Records excerpted from a collection
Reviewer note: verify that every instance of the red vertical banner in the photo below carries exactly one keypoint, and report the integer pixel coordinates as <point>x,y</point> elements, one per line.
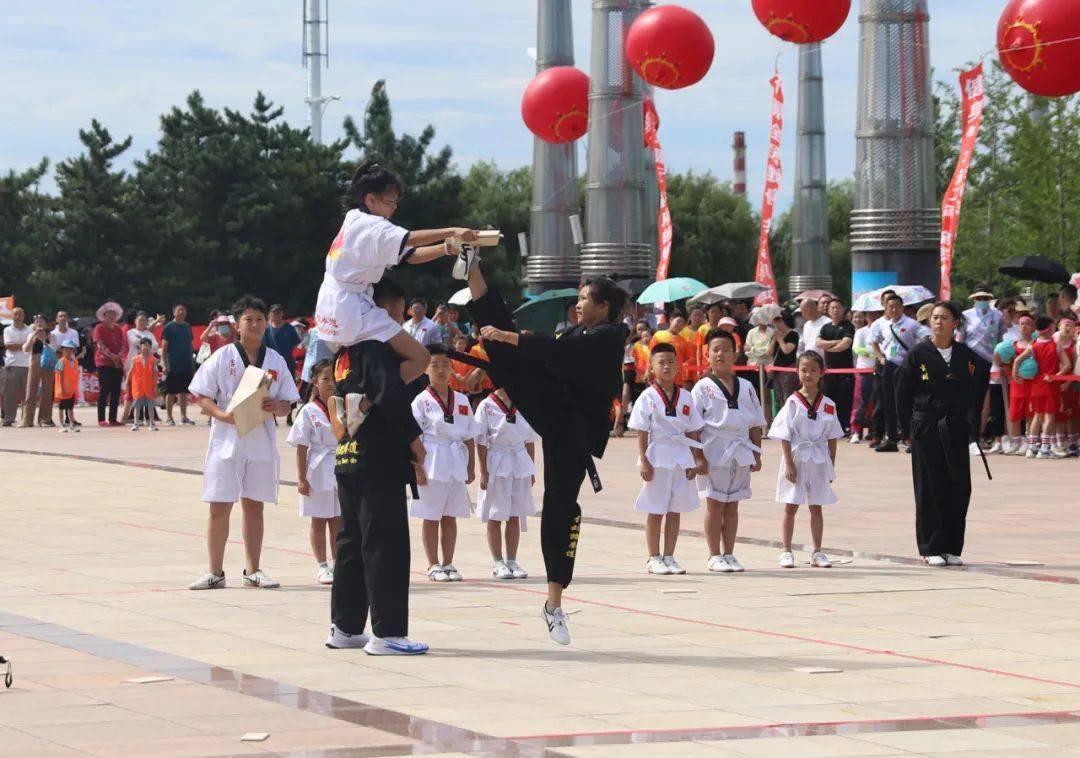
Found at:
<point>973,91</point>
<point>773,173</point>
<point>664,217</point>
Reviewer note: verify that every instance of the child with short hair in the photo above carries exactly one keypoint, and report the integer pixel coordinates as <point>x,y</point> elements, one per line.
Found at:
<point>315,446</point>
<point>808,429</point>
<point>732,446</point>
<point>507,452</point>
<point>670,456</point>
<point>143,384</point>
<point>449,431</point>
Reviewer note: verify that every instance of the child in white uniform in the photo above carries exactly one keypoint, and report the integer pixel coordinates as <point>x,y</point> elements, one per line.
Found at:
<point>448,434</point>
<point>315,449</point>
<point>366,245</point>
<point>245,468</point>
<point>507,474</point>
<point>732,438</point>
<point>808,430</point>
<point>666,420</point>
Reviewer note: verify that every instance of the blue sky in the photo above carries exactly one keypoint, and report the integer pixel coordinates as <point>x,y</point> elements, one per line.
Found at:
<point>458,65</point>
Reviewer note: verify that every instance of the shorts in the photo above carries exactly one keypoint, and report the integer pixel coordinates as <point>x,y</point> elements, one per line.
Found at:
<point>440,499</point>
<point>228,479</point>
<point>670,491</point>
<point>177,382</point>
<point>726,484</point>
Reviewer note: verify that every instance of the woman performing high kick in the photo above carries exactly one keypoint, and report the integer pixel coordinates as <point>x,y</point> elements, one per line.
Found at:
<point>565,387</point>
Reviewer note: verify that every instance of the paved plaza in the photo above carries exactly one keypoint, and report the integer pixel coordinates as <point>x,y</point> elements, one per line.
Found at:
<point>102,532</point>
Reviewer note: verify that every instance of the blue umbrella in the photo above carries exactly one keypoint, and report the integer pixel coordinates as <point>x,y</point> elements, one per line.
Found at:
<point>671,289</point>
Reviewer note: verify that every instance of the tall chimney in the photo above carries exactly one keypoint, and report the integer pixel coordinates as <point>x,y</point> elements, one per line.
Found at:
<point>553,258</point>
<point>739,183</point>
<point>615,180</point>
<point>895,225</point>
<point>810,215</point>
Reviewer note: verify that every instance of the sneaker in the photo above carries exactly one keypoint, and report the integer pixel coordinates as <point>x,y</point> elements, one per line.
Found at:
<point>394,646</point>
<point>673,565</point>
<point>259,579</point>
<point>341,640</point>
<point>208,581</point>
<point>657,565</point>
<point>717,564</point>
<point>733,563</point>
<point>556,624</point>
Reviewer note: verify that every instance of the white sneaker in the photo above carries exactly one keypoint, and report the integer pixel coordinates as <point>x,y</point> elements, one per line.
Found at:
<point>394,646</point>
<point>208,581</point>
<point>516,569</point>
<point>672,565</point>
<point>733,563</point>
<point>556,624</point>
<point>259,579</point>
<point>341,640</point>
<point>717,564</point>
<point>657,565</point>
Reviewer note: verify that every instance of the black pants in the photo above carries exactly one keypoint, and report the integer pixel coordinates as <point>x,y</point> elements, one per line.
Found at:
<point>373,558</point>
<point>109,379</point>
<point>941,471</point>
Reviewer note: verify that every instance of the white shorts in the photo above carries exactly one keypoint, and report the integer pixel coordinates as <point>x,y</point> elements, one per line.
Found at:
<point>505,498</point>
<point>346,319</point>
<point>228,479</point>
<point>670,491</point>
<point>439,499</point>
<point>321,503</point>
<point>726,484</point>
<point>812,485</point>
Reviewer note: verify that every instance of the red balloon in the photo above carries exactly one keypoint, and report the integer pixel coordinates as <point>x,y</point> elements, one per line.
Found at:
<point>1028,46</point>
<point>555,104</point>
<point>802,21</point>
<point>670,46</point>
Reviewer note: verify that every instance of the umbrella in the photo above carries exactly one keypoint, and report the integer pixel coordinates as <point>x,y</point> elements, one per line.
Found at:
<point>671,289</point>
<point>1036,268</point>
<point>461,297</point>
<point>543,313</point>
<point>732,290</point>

**Brief:**
Exactly retype each record above, dropping images.

**Exercise output:**
Reviewer note: verify that every instance of the red vertical banner in the photo below carries exactly one keypoint, and report the integer pixel coordinates as <point>x,y</point> elements, one per line.
Found at:
<point>973,91</point>
<point>773,173</point>
<point>664,217</point>
Reviewer note: verify that every instance of the child with short hair in the photo above carries exactly one keypoint, and report the integer pixel coordinates as <point>x,y</point> elements, one per line.
Found at:
<point>315,446</point>
<point>808,429</point>
<point>732,446</point>
<point>507,452</point>
<point>670,456</point>
<point>143,384</point>
<point>449,431</point>
Reviewer note: verify that every instance of the child in white uniform in the photo above carries exactly one keypoint, and report the integer pixel coordinates as <point>x,y</point> elements, one per line.
Found at:
<point>448,434</point>
<point>315,449</point>
<point>366,245</point>
<point>245,468</point>
<point>507,474</point>
<point>732,438</point>
<point>808,430</point>
<point>666,420</point>
Reviewer note: verify that every instance of the blue sky in the photo above carries exactly one keypoint, and report the integer pixel coordinates as <point>x,y</point> elements, one per line.
Found at:
<point>458,65</point>
Reviewer note: verify that every instance of the shorts in the photo above carries exactly one keypoint, and report the integer pixel coordinates as <point>x,y</point> elements, one per line.
Found at:
<point>440,499</point>
<point>228,479</point>
<point>670,491</point>
<point>177,382</point>
<point>726,484</point>
Reviewer note: verify that every instance of the woman performing high kick in the photo above carries exactly one keypoint, and report the integer pixel coordinates as <point>x,y</point> elements, one per line.
Found at:
<point>565,387</point>
Reviewer note: verify that every instance of the paved plaza in the photo above carries exactly one keypoint, and report the integer pixel coordinates as <point>x,y</point> elements, one per line.
Found at:
<point>102,532</point>
Reviewer note: verify that every instance of the blue umbrella in the photo above carries exactly one keypoint, and report the integer pixel coordinates as <point>x,y</point> elements, one per line.
Found at:
<point>671,289</point>
Reviewer note: verify that every instance of the tall chimney in the photo above carries exactly one keypoint, and report the integer pixel coordinates as <point>x,y</point> elements, one per line.
Found at:
<point>553,258</point>
<point>739,183</point>
<point>615,180</point>
<point>895,225</point>
<point>810,215</point>
Reviewer note: verify that every instance of the sneaker in the photo above carries exactly one keypoint, and report the integer pixel coordinates as <point>x,y</point> elements, one per line.
Found at:
<point>394,646</point>
<point>673,565</point>
<point>259,579</point>
<point>341,640</point>
<point>208,581</point>
<point>657,565</point>
<point>717,564</point>
<point>733,563</point>
<point>556,624</point>
Reviewer note: verify that every instance of the white sneaker in the photo above carries exactly one keypoint, and report the integer pixel coordinates as <point>x,y</point> elements, one per line.
Found at:
<point>394,646</point>
<point>208,581</point>
<point>516,569</point>
<point>672,565</point>
<point>733,563</point>
<point>556,624</point>
<point>259,579</point>
<point>341,640</point>
<point>717,564</point>
<point>657,565</point>
Reviewer note: verify that every instance of the black pants in the photo above carries exactly one keypoint, and report the integer pixel coordinates as <point>x,y</point> elements, one per line.
Found at:
<point>373,558</point>
<point>109,379</point>
<point>941,471</point>
Reviewer note: verify that every instance of the white shorts in the photo above carries exactly one keypoint, and report the integer pixel coordinates as <point>x,y</point> elements, one per line.
Found at:
<point>505,498</point>
<point>346,319</point>
<point>228,479</point>
<point>670,491</point>
<point>439,499</point>
<point>321,503</point>
<point>726,484</point>
<point>812,485</point>
Reviewer note: verify that every instance of the red balloon in the photo above carries exactly one keypoint, and report the integer pixel coordinates as <point>x,y</point> elements, one per line.
Found at:
<point>1028,46</point>
<point>555,104</point>
<point>802,21</point>
<point>670,46</point>
Reviewer note: verify that every instance of the umbrella in the photo above carries exactly one keypoint, and report the integer pixel coordinates as <point>x,y</point> elements, one per line.
Found at:
<point>671,289</point>
<point>1036,268</point>
<point>461,297</point>
<point>543,313</point>
<point>732,290</point>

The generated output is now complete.